* [Aim of the task]:
The data beneath this task is to be duplicated exactly, in its entirety.

============================================================

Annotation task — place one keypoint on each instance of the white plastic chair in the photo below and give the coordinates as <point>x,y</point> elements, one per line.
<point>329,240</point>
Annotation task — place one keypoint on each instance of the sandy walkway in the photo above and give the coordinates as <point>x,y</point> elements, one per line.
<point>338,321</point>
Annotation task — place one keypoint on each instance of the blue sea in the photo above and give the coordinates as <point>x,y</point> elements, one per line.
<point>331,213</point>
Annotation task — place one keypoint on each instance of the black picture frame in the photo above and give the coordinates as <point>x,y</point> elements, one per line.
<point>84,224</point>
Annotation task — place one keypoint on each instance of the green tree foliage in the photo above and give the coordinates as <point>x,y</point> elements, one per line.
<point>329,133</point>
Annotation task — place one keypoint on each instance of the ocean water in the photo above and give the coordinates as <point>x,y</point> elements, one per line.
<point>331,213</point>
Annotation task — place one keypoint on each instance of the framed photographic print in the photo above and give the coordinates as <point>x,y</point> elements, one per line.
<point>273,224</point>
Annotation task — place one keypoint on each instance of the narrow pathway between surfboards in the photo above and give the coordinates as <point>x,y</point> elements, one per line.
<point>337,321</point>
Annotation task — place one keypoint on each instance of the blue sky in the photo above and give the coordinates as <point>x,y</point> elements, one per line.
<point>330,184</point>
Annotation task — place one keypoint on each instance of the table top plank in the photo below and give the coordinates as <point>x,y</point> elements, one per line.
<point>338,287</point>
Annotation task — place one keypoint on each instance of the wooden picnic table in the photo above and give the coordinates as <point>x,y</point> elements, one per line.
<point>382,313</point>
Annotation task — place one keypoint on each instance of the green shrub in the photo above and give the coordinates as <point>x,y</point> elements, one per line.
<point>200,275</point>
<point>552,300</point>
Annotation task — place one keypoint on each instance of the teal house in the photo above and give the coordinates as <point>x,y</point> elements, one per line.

============================================================

* [Output below]:
Annotation task — place one keypoint on each instance of the white plastic chair in the photo below and give the coordinates as <point>x,y</point> elements, one per line.
<point>329,240</point>
Annotation task — place one keypoint on each instance of the sandy walkway in the photo above and give the coordinates as <point>x,y</point> elements, one per line.
<point>338,321</point>
Annotation task — place one keypoint on each instance of the blue sea in the photo above and give the coordinates as <point>x,y</point> elements, one per line.
<point>331,213</point>
Annotation task — place one keypoint on each instance of the black picture frame in the photo above and give the coordinates as <point>x,y</point> elements, one per line.
<point>84,224</point>
Annotation task — place one keypoint on each instance of the green tree foliage in the photo above and give the coordinates as <point>x,y</point> elements, one per line.
<point>329,133</point>
Annotation task — place one keypoint on each instance of the ocean water in the photo above and give the coordinates as <point>x,y</point> elements, one per line.
<point>331,213</point>
Annotation task — place one keypoint on each instance of the framed photographic print in the photo above and give the coordinates as <point>x,y</point> elements, one per line.
<point>273,224</point>
Annotation task — place one keypoint on each instance of the narrow pathway between surfboards in the photo above and give the coordinates as <point>x,y</point> elements, one per line.
<point>337,321</point>
Annotation task — place one keypoint on each instance of the blue sky in the photo above and give the coordinates as <point>x,y</point> elements, one per line.
<point>330,184</point>
Annotation task — place one keypoint on each instance of the table top plank in the photo below and give the coordinates as <point>x,y</point> elements, one per line.
<point>338,287</point>
Annotation task — place one keypoint on each instance of the wooden picnic table in the photo above and give the coordinates as <point>x,y</point> elements, one per line.
<point>382,313</point>
Annotation task — place one keypoint on each instance of the green shrub in the photo above and give the coordinates as <point>x,y</point> elements, one per line.
<point>200,275</point>
<point>552,300</point>
Annotation task — place one keypoint on each instance of the teal house in the photo above and give the coordinates as <point>x,y</point> elements, one per line.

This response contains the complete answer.